> **Stated exercise**
Output every line of the entries below as a numbered list, skipping blank lines. Leave the pictures out.

— Start of Dataset extract —

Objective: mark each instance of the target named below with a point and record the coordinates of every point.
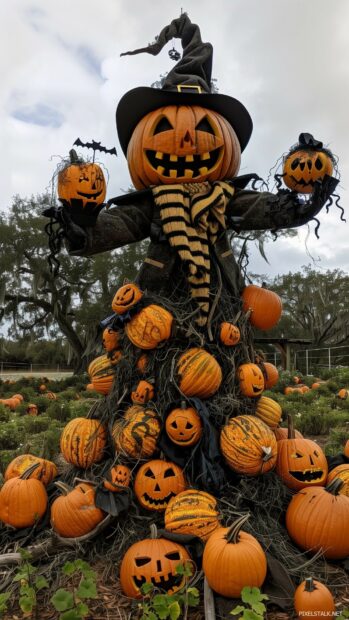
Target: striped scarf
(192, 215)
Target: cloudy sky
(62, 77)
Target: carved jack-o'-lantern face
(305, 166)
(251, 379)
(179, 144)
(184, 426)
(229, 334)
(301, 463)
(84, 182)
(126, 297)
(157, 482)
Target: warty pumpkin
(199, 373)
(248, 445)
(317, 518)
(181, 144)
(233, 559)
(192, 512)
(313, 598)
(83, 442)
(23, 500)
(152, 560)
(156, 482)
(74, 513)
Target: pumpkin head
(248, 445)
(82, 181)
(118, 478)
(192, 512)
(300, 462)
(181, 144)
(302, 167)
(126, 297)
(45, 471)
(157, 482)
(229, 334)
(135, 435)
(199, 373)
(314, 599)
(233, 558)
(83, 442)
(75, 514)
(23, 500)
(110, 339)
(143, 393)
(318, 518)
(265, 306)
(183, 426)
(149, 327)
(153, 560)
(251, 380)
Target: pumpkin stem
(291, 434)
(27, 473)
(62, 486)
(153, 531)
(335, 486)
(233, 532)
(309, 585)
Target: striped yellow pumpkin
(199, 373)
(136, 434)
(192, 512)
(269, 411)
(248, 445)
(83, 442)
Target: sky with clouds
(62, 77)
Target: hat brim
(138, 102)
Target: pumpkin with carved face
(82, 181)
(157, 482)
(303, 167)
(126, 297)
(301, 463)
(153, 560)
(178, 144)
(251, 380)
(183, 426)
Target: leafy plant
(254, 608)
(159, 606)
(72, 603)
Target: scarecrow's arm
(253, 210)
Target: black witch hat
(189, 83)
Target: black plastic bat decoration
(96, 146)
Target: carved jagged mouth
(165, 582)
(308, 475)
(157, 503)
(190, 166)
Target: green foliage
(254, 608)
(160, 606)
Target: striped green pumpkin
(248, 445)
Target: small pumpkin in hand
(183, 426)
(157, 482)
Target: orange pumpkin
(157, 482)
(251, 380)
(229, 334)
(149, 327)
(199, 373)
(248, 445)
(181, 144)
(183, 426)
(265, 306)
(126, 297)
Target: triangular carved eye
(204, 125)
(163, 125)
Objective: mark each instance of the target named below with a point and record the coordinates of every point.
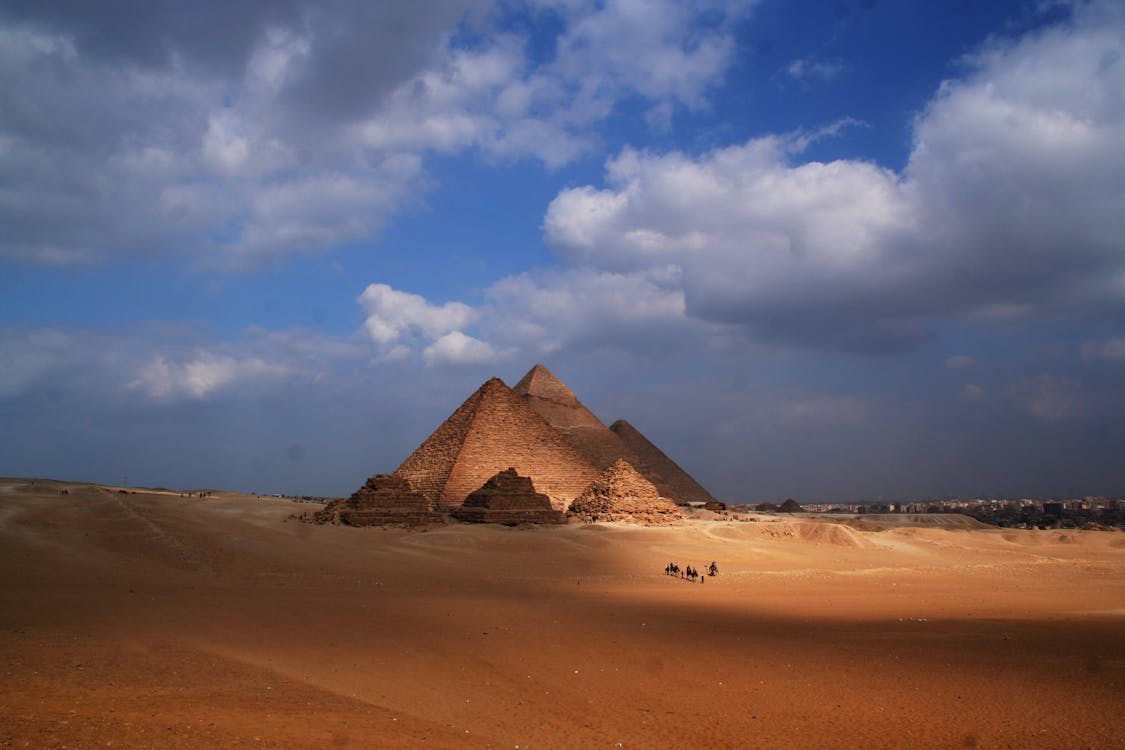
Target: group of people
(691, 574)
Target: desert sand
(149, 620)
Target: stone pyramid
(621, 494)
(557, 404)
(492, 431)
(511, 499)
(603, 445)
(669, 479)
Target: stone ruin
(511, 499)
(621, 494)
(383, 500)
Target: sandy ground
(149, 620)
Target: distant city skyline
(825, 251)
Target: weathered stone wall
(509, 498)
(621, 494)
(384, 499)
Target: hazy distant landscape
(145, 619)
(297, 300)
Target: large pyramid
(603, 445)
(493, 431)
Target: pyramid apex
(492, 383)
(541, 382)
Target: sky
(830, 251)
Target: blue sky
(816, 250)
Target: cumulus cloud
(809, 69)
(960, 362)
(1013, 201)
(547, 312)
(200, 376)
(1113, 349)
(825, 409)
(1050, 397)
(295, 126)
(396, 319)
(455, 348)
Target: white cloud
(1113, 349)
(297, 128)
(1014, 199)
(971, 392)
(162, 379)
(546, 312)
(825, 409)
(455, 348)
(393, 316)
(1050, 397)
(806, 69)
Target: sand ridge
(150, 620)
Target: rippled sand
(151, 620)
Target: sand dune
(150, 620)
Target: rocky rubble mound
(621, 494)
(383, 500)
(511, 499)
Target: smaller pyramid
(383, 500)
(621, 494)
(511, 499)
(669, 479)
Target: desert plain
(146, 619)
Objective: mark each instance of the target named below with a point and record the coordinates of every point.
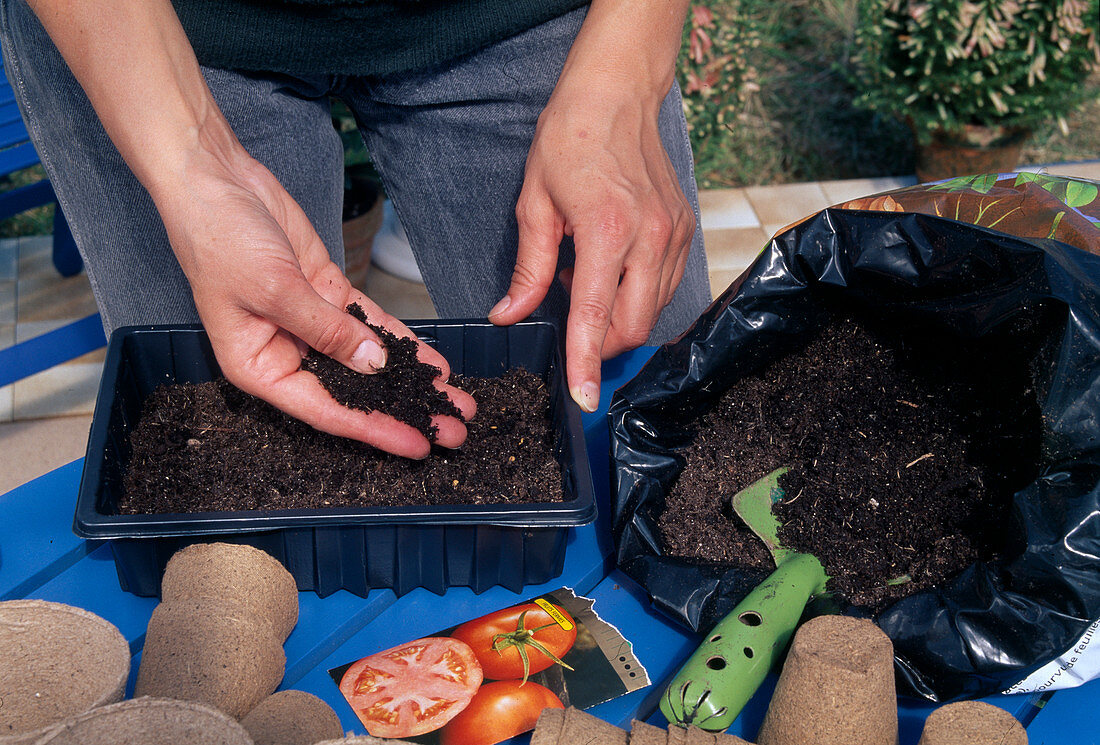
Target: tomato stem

— End of Dataset extract —

> **Answer below**
1. Objective: mark each instance of the target named below with a point and record the coordinates of every point.
2. Target: striped scarf
3. (192, 215)
4. Target: cloudy sky
5. (62, 77)
6. Target: carved jack-o'-lantern face
7. (305, 166)
8. (251, 379)
9. (179, 144)
10. (184, 426)
11. (229, 334)
12. (301, 463)
13. (84, 182)
14. (126, 297)
15. (157, 482)
16. Target: warty pumpkin
17. (199, 373)
18. (248, 445)
19. (317, 518)
20. (181, 144)
21. (233, 559)
22. (192, 512)
23. (313, 598)
24. (83, 442)
25. (23, 500)
26. (152, 560)
27. (156, 482)
28. (74, 513)
29. Target: pumpkin head
30. (248, 445)
31. (82, 181)
32. (118, 478)
33. (192, 512)
34. (300, 462)
35. (181, 144)
36. (302, 167)
37. (126, 297)
38. (45, 471)
39. (157, 482)
40. (229, 334)
41. (135, 435)
42. (199, 373)
43. (314, 599)
44. (233, 558)
45. (83, 442)
46. (75, 514)
47. (23, 500)
48. (110, 339)
49. (143, 393)
50. (318, 518)
51. (265, 306)
52. (183, 426)
53. (149, 327)
54. (153, 560)
55. (251, 380)
56. Target: pumpkin stem
57. (291, 434)
58. (27, 473)
59. (62, 486)
60. (153, 531)
61. (335, 486)
62. (233, 532)
63. (309, 585)
64. Target: striped yellow pumpkin
65. (199, 373)
66. (136, 434)
67. (192, 512)
68. (269, 411)
69. (248, 445)
70. (83, 442)
71. Target: sky with clouds
72. (62, 77)
73. Target: hat brim
74. (138, 102)
75. Target: pumpkin with carved face
76. (82, 181)
77. (157, 482)
78. (303, 167)
79. (126, 297)
80. (301, 463)
81. (153, 560)
82. (178, 144)
83. (251, 380)
84. (183, 426)
85. Target: leafy plant
86. (254, 608)
87. (159, 606)
88. (72, 603)
89. Target: scarecrow's arm
90. (253, 210)
91. Target: black witch hat
92. (189, 83)
93. Target: black plastic bat decoration
94. (96, 146)
95. Target: carved jagged mouth
96. (165, 582)
97. (308, 475)
98. (157, 503)
99. (190, 166)
100. Target: green foliage
101. (254, 608)
102. (160, 606)
103. Target: striped green pumpkin
104. (248, 445)
105. Target: small pumpkin in hand
106. (183, 426)
107. (157, 482)
108. Target: orange pumpkin
109. (157, 482)
110. (251, 380)
111. (229, 334)
112. (149, 327)
113. (199, 373)
114. (248, 445)
115. (181, 144)
116. (183, 426)
117. (265, 306)
118. (126, 297)
119. Target: triangular carved eye
120. (204, 125)
121. (163, 125)
122. Objective: mark each instance of the target named below with a point and record the coordinates of every point.
123. Target: group of people
124. (691, 574)
125. Target: desert sand
126. (149, 620)
127. Target: stone pyramid
128. (621, 494)
129. (557, 404)
130. (492, 431)
131. (511, 499)
132. (603, 445)
133. (669, 479)
134. Target: stone ruin
135. (511, 499)
136. (621, 494)
137. (383, 500)
138. Target: sandy ground
139. (149, 620)
140. Target: distant city skyline
141. (825, 251)
142. Target: weathered stone wall
143. (509, 498)
144. (621, 494)
145. (384, 499)
146. Target: hazy distant landscape
147. (145, 619)
148. (297, 300)
149. Target: large pyramid
150. (603, 445)
151. (493, 431)
152. Target: pyramid apex
153. (492, 383)
154. (541, 382)
155. Target: sky
156. (830, 251)
157. Target: blue sky
158. (816, 250)
159. Target: cumulus cloud
160. (809, 69)
161. (960, 362)
162. (1013, 201)
163. (547, 312)
164. (200, 376)
165. (1113, 349)
166. (825, 409)
167. (1050, 397)
168. (295, 126)
169. (396, 319)
170. (455, 348)
171. Target: white cloud
172. (1113, 349)
173. (297, 128)
174. (1014, 199)
175. (971, 392)
176. (162, 379)
177. (546, 312)
178. (825, 409)
179. (455, 348)
180. (393, 316)
181. (1050, 397)
182. (806, 69)
183. Target: sand ridge
184. (150, 620)
185. Target: rippled sand
186. (151, 620)
187. Target: sand dune
188. (150, 620)
189. Target: rocky rubble mound
190. (621, 494)
191. (383, 500)
192. (511, 499)
193. Target: smaller pyramid
194. (383, 500)
195. (621, 494)
196. (511, 499)
197. (669, 479)
198. Target: desert plain
199. (146, 619)
200. Objective: mark each instance of the target named below with a point and record the coordinates of every point.
201. Target: tomato stem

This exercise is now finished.